The Stout–Vogel Ministry was the second responsible government to be formed in New Zealand. It formed in September 1884 and governed until October 1887. From the outset, Robert Stout served as Prime Minister as well as Attorney-General whilst Julius Vogel held the post of Minister of Finance. Initially, the ministry had lasted only two weeks, with Harry Atkinson managing to pass a vote of no confidence against Stout. However, Atkinson failed to establish his own government, and was supplanted by Stout and Vogel who remained in power for the next three years.

Background
Vogel had the larger following in the coalition, but his poor health caused him to yield the premiership to Stout. Regardless, many observers still saw Vogel as the more dominant partner in the alliance. Both men were highly active in building consensus between the growing labour movement and middle-class liberalism. Both leaders were likeminded on social policy, however frequently clashed over financial policy.

* Given request A *
Write out the whole Stout–Vogel Ministry text word for word.
The Stout–Vogel Ministry text and the records are independent of each other.

* Information shown *
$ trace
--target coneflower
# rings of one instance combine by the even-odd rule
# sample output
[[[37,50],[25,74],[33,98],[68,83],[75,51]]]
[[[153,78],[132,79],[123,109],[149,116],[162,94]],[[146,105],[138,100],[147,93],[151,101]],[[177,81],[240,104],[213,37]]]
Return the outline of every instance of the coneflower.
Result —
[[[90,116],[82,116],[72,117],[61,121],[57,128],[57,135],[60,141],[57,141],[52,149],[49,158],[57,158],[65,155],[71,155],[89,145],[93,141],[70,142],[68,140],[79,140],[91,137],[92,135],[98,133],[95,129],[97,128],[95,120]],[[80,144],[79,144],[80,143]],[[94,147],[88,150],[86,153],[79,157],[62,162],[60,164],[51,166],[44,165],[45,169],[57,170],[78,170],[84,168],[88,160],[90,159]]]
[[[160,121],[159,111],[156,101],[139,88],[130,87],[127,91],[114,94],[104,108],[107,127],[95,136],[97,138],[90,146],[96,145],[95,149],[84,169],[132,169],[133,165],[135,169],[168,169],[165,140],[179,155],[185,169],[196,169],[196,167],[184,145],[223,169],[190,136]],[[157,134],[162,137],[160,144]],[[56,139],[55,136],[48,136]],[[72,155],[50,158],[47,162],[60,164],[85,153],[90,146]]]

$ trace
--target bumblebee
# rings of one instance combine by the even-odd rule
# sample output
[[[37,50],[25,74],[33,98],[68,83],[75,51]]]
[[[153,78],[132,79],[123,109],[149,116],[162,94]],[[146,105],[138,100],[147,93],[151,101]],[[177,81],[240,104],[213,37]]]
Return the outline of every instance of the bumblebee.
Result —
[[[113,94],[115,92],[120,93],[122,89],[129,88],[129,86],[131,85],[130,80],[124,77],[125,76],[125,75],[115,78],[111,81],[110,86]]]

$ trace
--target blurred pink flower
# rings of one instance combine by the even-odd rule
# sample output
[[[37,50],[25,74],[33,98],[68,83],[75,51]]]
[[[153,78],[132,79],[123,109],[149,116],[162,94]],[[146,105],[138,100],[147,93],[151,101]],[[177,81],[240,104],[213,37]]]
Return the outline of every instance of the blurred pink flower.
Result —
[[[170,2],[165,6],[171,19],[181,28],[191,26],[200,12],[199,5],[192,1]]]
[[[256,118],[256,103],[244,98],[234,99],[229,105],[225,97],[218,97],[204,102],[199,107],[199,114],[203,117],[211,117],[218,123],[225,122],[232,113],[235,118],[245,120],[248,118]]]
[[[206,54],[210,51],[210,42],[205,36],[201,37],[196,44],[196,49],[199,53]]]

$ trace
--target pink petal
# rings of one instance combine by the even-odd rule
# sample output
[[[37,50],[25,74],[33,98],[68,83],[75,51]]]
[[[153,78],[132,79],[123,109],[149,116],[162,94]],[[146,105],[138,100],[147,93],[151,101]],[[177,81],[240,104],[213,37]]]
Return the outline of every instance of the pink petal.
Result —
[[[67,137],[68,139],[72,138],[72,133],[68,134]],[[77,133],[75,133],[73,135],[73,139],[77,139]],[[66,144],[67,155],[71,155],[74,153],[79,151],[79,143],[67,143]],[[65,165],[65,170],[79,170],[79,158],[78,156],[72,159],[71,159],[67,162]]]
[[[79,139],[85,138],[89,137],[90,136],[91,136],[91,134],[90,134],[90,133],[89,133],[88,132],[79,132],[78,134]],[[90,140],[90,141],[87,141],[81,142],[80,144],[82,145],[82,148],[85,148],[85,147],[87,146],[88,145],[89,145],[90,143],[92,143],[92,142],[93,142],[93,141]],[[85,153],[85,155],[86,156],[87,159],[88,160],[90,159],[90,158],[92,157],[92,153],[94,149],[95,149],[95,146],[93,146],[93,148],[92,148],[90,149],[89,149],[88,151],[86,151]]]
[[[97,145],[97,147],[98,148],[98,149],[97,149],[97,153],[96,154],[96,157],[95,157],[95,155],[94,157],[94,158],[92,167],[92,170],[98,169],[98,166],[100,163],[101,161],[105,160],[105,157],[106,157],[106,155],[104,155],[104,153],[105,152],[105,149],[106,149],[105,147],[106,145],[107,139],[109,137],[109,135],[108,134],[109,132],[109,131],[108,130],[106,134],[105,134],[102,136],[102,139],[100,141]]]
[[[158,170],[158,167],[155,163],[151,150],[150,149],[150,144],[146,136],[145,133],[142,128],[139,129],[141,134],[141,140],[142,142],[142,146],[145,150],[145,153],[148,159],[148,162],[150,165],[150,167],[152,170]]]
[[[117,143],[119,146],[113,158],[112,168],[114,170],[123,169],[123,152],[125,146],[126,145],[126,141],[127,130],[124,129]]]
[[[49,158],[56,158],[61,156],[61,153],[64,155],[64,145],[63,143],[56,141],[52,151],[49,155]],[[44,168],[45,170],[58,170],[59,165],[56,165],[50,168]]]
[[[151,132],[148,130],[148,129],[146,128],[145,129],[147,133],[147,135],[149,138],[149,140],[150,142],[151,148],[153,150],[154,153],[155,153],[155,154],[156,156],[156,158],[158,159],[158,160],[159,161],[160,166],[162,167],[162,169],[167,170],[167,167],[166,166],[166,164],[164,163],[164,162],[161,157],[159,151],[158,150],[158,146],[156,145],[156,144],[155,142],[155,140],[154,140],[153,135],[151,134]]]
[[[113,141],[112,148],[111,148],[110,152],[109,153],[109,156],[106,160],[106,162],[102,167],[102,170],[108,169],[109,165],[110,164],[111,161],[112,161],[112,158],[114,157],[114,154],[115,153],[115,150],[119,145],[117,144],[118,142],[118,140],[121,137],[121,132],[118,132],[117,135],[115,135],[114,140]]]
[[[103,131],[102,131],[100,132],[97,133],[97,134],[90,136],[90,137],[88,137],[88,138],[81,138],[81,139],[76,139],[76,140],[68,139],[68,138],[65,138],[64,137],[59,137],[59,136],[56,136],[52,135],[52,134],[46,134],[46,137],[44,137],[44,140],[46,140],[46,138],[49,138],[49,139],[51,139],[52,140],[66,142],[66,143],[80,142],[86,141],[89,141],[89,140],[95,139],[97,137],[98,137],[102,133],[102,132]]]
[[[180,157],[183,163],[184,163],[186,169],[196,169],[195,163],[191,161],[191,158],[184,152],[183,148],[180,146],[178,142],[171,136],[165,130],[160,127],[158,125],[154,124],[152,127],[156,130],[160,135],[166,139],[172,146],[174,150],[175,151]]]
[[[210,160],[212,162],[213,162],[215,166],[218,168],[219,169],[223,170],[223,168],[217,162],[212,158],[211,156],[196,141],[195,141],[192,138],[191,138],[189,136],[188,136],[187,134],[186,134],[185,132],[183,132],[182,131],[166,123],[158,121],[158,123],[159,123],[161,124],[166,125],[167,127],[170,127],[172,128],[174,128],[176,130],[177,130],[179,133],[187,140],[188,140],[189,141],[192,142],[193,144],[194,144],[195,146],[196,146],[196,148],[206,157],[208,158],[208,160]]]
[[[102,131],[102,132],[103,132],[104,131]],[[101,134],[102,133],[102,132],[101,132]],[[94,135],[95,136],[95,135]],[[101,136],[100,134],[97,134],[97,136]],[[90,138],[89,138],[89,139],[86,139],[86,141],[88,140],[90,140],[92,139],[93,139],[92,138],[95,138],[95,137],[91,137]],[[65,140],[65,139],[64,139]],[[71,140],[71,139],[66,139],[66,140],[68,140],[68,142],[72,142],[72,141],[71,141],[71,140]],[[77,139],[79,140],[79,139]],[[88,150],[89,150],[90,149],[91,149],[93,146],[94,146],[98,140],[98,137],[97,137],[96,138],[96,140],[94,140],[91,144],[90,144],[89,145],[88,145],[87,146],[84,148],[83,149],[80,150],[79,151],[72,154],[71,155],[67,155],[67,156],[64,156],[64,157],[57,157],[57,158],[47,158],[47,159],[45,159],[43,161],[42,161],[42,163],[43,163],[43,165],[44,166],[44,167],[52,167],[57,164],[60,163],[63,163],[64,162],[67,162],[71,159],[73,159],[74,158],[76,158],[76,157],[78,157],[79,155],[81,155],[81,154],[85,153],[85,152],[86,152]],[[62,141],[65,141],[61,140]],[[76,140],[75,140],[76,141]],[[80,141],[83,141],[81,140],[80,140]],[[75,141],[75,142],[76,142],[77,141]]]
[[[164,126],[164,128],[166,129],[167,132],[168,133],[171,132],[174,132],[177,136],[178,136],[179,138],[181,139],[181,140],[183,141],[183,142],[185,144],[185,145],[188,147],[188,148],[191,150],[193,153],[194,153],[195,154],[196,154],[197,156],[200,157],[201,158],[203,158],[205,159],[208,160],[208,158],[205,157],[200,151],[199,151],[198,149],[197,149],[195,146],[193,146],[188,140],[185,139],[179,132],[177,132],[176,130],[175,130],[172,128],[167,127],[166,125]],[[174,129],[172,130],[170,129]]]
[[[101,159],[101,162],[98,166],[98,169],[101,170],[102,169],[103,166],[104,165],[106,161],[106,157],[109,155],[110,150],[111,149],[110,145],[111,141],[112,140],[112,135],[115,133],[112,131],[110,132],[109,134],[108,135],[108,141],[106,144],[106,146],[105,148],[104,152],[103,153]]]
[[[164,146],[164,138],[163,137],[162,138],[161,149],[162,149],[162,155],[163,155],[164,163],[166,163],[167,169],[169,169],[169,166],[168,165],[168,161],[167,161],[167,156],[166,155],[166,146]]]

* Given request B *
Gather every line of the records that contains the string "coneflower".

* Right answer A *
The Stout–Vogel Ministry was the second responsible government to be formed in New Zealand. It formed in September 1884 and governed until October 1887. From the outset, Robert Stout served as Prime Minister as well as Attorney-General whilst Julius Vogel held the post of Minister of Finance. Initially, the ministry had lasted only two weeks, with Harry Atkinson managing to pass a vote of no confidence against Stout. However, Atkinson failed to establish his own government, and was supplanted by Stout and Vogel who remained in power for the next three years.

Background
Vogel had the larger following in the coalition, but his poor health caused him to yield the premiership to Stout. Regardless, many observers still saw Vogel as the more dominant partner in the alliance. Both men were highly active in building consensus between the growing labour movement and middle-class liberalism. Both leaders were likeminded on social policy, however frequently clashed over financial policy.

* Right answer B *
--target coneflower
Return the outline of every instance of the coneflower.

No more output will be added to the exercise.